Referring expression pointing data:
"""

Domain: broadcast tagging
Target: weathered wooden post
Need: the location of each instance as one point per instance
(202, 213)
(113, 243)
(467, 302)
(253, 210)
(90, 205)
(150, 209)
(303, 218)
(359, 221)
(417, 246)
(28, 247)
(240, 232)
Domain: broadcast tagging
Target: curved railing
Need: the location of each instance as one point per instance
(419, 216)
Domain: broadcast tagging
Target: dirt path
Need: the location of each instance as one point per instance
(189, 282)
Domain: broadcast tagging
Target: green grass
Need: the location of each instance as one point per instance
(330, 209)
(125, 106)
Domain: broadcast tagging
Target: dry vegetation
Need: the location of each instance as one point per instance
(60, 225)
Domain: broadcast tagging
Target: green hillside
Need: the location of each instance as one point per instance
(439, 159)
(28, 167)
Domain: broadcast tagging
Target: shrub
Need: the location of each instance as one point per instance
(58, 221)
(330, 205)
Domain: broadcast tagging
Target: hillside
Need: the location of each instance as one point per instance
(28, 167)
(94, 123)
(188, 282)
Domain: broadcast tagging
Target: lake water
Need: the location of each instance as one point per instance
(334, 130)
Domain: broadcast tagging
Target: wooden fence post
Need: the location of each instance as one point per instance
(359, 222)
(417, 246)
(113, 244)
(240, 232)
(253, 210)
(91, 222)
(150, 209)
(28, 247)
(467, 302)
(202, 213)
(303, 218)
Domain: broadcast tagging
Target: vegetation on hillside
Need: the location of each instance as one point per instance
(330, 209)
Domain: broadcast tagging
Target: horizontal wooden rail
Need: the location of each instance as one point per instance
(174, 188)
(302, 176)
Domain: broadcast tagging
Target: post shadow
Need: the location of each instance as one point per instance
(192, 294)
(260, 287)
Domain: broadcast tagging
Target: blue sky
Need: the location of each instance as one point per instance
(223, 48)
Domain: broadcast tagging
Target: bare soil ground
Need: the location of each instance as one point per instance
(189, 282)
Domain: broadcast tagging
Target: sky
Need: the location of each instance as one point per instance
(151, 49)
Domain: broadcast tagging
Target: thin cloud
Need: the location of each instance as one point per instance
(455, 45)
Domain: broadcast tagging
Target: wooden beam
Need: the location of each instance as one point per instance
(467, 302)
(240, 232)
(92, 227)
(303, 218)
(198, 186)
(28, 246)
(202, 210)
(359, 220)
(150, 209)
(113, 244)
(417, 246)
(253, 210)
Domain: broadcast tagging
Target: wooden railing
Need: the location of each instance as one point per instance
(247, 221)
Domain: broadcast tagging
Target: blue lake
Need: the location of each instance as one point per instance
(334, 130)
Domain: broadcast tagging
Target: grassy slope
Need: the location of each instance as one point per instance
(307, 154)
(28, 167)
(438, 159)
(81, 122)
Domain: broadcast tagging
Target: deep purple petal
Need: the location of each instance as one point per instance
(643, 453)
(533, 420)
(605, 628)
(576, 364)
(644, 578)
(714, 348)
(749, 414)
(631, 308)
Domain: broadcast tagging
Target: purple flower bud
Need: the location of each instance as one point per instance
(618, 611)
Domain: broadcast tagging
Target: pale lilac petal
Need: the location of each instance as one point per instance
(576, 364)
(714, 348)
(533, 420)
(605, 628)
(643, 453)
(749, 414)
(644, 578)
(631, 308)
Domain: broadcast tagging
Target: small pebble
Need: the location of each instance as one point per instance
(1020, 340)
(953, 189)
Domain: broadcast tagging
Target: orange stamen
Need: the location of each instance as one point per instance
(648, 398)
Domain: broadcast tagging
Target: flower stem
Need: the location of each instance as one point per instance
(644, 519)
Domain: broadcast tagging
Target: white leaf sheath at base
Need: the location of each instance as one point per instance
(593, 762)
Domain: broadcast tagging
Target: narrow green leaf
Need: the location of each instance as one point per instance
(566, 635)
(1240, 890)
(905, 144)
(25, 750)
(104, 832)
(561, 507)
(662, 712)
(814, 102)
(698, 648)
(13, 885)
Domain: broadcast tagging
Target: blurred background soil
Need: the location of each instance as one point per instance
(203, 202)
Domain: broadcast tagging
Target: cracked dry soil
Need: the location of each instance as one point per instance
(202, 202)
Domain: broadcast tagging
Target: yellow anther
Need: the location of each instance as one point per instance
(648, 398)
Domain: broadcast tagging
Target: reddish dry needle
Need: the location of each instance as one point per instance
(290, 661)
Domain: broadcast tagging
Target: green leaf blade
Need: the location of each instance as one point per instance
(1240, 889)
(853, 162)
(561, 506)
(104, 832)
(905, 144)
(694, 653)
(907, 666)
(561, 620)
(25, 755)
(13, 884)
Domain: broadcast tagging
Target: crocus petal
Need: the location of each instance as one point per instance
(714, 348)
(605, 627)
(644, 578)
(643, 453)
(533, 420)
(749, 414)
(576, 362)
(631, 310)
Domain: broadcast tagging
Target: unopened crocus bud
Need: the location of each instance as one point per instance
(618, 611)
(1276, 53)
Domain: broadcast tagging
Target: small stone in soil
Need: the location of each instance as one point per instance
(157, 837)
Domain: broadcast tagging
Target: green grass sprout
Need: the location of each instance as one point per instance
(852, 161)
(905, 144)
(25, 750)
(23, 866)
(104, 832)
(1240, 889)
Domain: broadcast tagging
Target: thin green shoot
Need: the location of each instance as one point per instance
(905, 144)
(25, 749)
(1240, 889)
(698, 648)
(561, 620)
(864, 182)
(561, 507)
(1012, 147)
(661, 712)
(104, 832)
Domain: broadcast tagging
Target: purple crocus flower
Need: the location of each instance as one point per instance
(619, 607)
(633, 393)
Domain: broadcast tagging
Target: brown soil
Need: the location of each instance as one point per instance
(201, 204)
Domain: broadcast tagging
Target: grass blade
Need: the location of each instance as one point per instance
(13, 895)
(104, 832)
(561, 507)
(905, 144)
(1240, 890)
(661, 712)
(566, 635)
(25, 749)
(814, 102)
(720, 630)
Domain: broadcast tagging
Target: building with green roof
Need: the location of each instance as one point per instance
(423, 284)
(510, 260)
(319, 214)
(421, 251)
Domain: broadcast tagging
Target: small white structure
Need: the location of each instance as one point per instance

"""

What is needed =
Only an exact transcription of all the records above counts as an answer.

Response =
Domain: broadcast tagging
Target: weathered wooden post
Need: the location of each instance as one point per instance
(202, 213)
(113, 243)
(467, 302)
(253, 210)
(90, 205)
(150, 209)
(303, 218)
(359, 221)
(417, 246)
(28, 247)
(240, 232)
Domain: broadcast tagging
Target: curved railing
Need: the location of each instance as one point per instance
(419, 216)
Domain: broadcast tagging
Target: dirt path
Need: the location of each instance as one point per instance
(189, 282)
Domain: broadcast tagging
Target: green grass
Need: the location of each instance as one point per instance
(330, 209)
(125, 106)
Domain: broadcast tagging
Target: dry vegetation
Need: the location of each instance as one point per instance
(60, 225)
Domain: broadcast tagging
Target: green hillside
Need: the location of each instance as one point per instance
(439, 159)
(28, 167)
Domain: broadcast tagging
Target: shrub
Need: the location of each instance as one point per instance
(58, 221)
(330, 205)
Domain: broadcast tagging
Target: hillside
Need: the location of each instance as one point per instance
(28, 167)
(94, 123)
(188, 282)
Domain: broadcast tagging
Target: lake water
Need: the location of each instance as one point per instance
(334, 130)
Domain: broadcast tagging
Target: wooden fence post
Need: the location of each instance as one point per instance
(359, 222)
(417, 246)
(113, 244)
(240, 232)
(253, 210)
(91, 222)
(150, 209)
(28, 247)
(467, 302)
(202, 213)
(303, 218)
Domain: broadcast tagging
Target: vegetation on hillside
Need: the location of each instance as one point per instance
(330, 209)
Domain: broadcast tagging
Target: horizontal wooden rail
Need: the location of each instance as one point per instance
(174, 188)
(302, 176)
Domain: broadcast tagging
Target: post shadow
Need: the location of each instance as one point per instance
(192, 294)
(260, 287)
Domain: broadcast tagging
Target: blue sky
Need: the location of each instance as one point per instance
(223, 48)
Domain: broadcast tagging
Target: bare soil ground
Need: the location of each instance as one point per instance
(189, 282)
Domain: broadcast tagging
Target: sky
Need: the location of each instance as one point per instance
(151, 49)
Domain: broadcast tagging
Target: thin cloud
Need: the location of each instance as one point per instance
(455, 45)
Domain: broadcast tagging
Target: wooden beam
Need: the location of each instance as one point per instance
(467, 302)
(240, 232)
(92, 227)
(303, 218)
(198, 186)
(28, 246)
(202, 210)
(359, 220)
(150, 209)
(113, 244)
(417, 246)
(253, 210)
Domain: broadcast tagging
Target: wooden railing
Need: the location of each instance as one point per instance
(247, 221)
Domain: broadcast tagging
Target: blue lake
Need: the location of each instance as one point per instance
(334, 130)
Domain: broadcast tagging
Target: grassy slope
Need: the location of each instance as one point per instance
(307, 154)
(28, 167)
(438, 159)
(81, 122)
Domain: broadcast tagging
Target: deep purple petal
Need: the location of each instance as one point per instance
(643, 453)
(533, 420)
(605, 628)
(576, 364)
(644, 578)
(714, 348)
(749, 414)
(631, 308)
Domain: broadcast tagging
Target: purple flower bud
Need: the location of each instance as one point per instance
(618, 611)
Domain: broadcast tagging
Target: pale lilac petal
Need: the location of each instance as one point per instance
(576, 364)
(714, 348)
(533, 420)
(605, 628)
(643, 453)
(749, 414)
(644, 578)
(631, 308)
Domain: broadcast tagging
Target: small pebble
Need: the location of each instance as one point per instance
(1020, 340)
(953, 189)
Domain: broadcast tagging
Target: orange stamen
Need: the location of each instance as one point per instance
(648, 398)
Domain: broadcast tagging
Target: flower stem
Need: the location of each instance as one point per instance
(644, 519)
Domain: broadcast tagging
Target: white leaf sheath at base
Need: the location of each instance as one point per instance
(593, 762)
Domain: broadcast tagging
Target: narrow green leaf
Need: the location of each instance as one point per instance
(566, 635)
(1240, 890)
(905, 144)
(25, 750)
(104, 832)
(561, 507)
(662, 712)
(814, 102)
(698, 648)
(13, 885)
Domain: broadcast tagging
Target: blurred background soil
Need: the location of each instance as one point per instance
(203, 202)
Domain: broadcast tagging
Target: cracked dry soil
Need: the location of each instance as one point per instance
(202, 202)
Domain: broadcast tagging
Target: yellow anther
Need: the location of each instance as one point per instance
(648, 398)
Domain: broadcast tagging
Target: reddish dry needle
Need: the location of each instance as one point per instance
(290, 661)
Domain: broadcast tagging
Target: green leaf blade
Need: the location of each instance as one point per instance
(1240, 889)
(853, 162)
(561, 506)
(104, 832)
(905, 144)
(694, 653)
(907, 666)
(561, 620)
(25, 755)
(13, 884)
Domain: broadcast tagging
Target: crocus petal
Need: the location of each instance as one point per instance
(714, 348)
(605, 627)
(644, 578)
(643, 453)
(533, 420)
(749, 414)
(576, 362)
(631, 310)
Domain: broadcast tagging
Target: unopened crocus bud
Need: the location of each instance as one point per instance
(618, 611)
(1276, 53)
Domain: broadcast tagging
Target: small stone in soil
Need: the location of each instance as one point per instance
(157, 837)
Domain: broadcast tagging
Target: green grass sprout
Need: the location of each instance as one point per instance
(852, 161)
(905, 144)
(25, 750)
(23, 866)
(104, 832)
(1240, 889)
Domain: broadcast tagging
Target: thin green shoot
Need: the location of each instance as one point per instance
(905, 144)
(25, 749)
(1240, 889)
(698, 648)
(561, 620)
(864, 182)
(561, 507)
(1012, 147)
(661, 712)
(104, 832)
Domain: broadcast tagging
Target: purple crocus flower
Need: the location of each instance as one point per instance
(619, 607)
(633, 393)
Domain: broadcast tagging
Target: brown soil
Need: the location of each instance as one point per instance
(201, 204)
Domain: broadcast tagging
Target: grass blade
Need: the location of each instance as one point per instance
(13, 895)
(104, 832)
(561, 507)
(905, 144)
(1240, 890)
(661, 712)
(566, 635)
(25, 749)
(814, 102)
(720, 630)
Domain: broadcast tagging
Target: building with green roof
Need: the location of each instance as one point per instance
(423, 284)
(510, 260)
(319, 214)
(421, 251)
Domain: broadcast tagging
Target: small white structure
Need: the location of each instance as one point per instance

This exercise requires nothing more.